## WORK REQUEST
Display each line of the material below that contains the string "high", copying the whole line.

## DATA EXTRACT
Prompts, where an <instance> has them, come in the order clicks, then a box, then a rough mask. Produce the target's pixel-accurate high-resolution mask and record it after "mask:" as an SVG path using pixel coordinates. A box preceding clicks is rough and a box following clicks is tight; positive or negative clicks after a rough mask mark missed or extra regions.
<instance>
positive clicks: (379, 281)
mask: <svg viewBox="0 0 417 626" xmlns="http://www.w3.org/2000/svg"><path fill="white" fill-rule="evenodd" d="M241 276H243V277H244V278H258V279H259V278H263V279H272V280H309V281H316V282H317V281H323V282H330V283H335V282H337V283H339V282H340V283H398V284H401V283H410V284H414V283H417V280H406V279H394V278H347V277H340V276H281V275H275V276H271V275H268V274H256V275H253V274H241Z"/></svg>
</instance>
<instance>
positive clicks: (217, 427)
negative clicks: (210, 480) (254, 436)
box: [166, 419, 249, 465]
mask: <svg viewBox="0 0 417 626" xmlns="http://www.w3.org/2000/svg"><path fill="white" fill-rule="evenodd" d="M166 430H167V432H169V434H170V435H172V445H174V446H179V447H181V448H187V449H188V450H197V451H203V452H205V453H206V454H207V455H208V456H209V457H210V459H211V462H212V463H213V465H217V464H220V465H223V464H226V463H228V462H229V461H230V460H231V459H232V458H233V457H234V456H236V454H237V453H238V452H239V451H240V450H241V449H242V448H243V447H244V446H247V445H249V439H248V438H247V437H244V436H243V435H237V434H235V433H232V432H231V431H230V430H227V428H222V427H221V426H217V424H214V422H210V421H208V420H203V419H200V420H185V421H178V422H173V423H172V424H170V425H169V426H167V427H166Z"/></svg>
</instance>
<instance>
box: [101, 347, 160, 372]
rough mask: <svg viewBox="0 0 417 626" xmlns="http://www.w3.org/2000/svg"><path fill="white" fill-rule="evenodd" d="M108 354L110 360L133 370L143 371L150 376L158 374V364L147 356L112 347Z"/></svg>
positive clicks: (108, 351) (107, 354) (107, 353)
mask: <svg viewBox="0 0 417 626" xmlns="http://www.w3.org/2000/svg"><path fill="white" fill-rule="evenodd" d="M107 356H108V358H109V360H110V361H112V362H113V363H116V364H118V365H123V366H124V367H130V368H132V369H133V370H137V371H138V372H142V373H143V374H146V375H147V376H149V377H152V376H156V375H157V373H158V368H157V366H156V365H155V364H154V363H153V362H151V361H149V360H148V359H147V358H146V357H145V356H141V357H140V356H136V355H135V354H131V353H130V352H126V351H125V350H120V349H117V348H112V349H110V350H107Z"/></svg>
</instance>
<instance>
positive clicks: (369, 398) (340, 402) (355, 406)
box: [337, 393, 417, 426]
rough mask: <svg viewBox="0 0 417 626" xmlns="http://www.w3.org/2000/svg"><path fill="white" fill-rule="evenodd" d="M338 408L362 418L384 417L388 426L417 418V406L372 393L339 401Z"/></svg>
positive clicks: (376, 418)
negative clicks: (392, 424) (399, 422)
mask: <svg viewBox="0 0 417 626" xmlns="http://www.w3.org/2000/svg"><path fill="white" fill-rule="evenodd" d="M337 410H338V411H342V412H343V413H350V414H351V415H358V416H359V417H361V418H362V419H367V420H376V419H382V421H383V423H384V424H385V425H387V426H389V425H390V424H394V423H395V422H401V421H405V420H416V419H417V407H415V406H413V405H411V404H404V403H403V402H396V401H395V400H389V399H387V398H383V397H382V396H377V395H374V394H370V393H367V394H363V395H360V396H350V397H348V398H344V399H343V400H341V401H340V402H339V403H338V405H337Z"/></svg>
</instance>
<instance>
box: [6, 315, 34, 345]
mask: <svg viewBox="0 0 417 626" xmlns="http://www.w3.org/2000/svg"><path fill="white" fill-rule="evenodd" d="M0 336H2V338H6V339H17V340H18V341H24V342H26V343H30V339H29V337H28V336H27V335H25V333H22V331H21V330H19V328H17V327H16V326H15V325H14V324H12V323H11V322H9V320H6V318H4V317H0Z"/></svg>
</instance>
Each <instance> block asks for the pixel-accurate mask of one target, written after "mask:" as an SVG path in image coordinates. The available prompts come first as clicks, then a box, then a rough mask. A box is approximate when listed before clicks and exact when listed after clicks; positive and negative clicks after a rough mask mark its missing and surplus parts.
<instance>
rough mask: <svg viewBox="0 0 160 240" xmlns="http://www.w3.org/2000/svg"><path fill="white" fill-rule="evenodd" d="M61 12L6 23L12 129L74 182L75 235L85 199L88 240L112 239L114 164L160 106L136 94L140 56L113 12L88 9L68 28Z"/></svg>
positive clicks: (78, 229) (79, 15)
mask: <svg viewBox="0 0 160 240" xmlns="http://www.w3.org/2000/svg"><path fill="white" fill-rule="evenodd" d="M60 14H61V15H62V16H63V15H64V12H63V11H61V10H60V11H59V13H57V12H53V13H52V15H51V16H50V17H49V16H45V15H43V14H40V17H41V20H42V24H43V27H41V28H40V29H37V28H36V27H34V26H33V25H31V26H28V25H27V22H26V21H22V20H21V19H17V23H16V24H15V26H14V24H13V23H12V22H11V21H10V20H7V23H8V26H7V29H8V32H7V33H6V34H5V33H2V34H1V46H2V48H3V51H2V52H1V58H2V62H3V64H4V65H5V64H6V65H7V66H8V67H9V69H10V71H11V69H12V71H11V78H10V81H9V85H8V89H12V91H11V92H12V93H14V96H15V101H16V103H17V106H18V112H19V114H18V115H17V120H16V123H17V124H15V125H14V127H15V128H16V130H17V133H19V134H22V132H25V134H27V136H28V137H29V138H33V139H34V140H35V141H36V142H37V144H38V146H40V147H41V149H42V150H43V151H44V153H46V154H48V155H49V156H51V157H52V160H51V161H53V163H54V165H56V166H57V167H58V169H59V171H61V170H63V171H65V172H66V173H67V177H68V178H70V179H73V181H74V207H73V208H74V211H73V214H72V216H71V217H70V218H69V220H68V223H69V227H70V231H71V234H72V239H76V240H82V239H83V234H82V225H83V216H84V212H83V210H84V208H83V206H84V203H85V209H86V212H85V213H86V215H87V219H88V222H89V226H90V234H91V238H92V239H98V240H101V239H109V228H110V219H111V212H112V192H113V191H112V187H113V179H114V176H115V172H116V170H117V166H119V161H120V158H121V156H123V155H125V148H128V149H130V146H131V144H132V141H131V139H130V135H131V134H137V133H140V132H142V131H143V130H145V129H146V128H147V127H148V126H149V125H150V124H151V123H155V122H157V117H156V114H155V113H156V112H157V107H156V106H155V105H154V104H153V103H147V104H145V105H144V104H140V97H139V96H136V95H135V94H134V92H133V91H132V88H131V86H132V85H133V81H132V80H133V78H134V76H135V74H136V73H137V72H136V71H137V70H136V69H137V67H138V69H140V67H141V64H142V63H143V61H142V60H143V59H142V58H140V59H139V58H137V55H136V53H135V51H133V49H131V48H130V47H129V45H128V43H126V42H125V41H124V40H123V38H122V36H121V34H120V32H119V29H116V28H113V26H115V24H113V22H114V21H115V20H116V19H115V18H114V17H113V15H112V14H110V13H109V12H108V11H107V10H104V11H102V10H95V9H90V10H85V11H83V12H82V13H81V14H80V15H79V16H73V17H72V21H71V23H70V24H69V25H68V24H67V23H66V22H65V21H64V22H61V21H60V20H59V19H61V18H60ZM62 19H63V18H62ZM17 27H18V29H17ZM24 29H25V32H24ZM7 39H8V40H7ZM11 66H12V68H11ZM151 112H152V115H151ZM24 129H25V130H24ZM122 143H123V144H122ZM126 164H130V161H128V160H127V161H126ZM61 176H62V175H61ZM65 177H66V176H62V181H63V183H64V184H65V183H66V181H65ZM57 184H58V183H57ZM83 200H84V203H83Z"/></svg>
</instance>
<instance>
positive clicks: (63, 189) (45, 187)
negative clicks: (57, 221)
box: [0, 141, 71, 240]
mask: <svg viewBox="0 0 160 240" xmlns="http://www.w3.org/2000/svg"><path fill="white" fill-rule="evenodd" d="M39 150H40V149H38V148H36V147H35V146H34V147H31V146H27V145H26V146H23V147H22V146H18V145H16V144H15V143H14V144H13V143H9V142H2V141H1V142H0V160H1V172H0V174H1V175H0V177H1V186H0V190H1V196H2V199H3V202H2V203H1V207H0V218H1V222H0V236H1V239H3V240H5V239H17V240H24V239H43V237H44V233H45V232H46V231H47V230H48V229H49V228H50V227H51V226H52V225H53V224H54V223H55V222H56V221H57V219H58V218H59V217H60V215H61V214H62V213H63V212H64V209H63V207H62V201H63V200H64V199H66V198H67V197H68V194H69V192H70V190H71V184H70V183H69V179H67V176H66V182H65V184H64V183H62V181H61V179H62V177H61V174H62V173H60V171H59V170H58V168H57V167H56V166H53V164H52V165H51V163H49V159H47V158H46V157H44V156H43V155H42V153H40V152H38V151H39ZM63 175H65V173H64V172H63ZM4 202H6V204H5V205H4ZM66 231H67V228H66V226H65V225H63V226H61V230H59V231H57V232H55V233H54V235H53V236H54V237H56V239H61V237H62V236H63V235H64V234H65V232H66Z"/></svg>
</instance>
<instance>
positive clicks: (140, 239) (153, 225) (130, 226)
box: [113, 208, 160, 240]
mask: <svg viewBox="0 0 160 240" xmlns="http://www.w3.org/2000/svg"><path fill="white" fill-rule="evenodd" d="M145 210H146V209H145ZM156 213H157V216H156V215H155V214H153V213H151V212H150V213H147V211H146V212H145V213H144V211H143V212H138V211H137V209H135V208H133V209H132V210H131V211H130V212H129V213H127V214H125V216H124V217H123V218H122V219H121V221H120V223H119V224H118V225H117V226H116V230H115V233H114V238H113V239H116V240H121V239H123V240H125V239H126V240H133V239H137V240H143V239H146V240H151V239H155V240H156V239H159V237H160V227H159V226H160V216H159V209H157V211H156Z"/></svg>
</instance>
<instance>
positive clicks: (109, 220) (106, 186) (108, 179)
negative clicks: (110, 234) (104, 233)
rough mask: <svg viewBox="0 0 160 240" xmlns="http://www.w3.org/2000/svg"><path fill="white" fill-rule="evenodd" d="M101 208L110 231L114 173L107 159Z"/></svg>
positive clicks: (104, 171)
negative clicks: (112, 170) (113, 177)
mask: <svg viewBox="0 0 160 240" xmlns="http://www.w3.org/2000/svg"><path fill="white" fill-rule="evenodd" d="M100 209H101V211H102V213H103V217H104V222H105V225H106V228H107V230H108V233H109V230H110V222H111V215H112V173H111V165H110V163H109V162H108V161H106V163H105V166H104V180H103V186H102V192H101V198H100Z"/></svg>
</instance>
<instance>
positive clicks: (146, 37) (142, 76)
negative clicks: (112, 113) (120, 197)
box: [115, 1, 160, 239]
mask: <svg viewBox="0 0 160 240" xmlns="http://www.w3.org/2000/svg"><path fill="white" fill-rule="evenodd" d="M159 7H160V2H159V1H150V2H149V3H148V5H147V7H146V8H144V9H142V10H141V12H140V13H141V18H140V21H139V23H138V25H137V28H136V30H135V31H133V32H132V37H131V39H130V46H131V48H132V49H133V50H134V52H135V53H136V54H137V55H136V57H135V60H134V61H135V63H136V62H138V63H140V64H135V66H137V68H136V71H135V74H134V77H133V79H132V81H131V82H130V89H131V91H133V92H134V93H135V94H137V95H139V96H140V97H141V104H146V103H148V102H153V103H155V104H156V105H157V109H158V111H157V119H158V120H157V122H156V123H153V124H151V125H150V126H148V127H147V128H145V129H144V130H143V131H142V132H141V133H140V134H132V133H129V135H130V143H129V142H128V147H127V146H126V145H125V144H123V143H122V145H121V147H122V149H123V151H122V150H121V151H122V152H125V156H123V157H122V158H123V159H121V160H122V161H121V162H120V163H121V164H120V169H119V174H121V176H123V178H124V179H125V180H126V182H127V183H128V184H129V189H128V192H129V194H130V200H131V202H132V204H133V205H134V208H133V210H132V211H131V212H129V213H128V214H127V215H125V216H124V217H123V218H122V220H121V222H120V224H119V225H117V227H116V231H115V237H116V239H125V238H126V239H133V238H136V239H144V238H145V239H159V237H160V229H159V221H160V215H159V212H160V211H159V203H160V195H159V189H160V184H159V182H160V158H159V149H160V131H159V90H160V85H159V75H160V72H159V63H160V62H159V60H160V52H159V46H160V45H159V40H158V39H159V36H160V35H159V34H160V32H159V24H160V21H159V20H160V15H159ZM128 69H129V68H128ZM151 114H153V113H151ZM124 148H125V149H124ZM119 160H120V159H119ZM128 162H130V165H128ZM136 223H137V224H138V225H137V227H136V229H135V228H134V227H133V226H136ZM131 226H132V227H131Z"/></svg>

## RESPONSE
Prompts, where an <instance> has them, come in the order clicks, then a box, then a rough mask. Produce the target's pixel-accurate high-resolution mask and record it after "mask:" as an SVG path using pixel coordinates. A box preceding clicks is rough and a box following clicks is tight; positive or negative clicks after a rough mask mark missed or extra regions.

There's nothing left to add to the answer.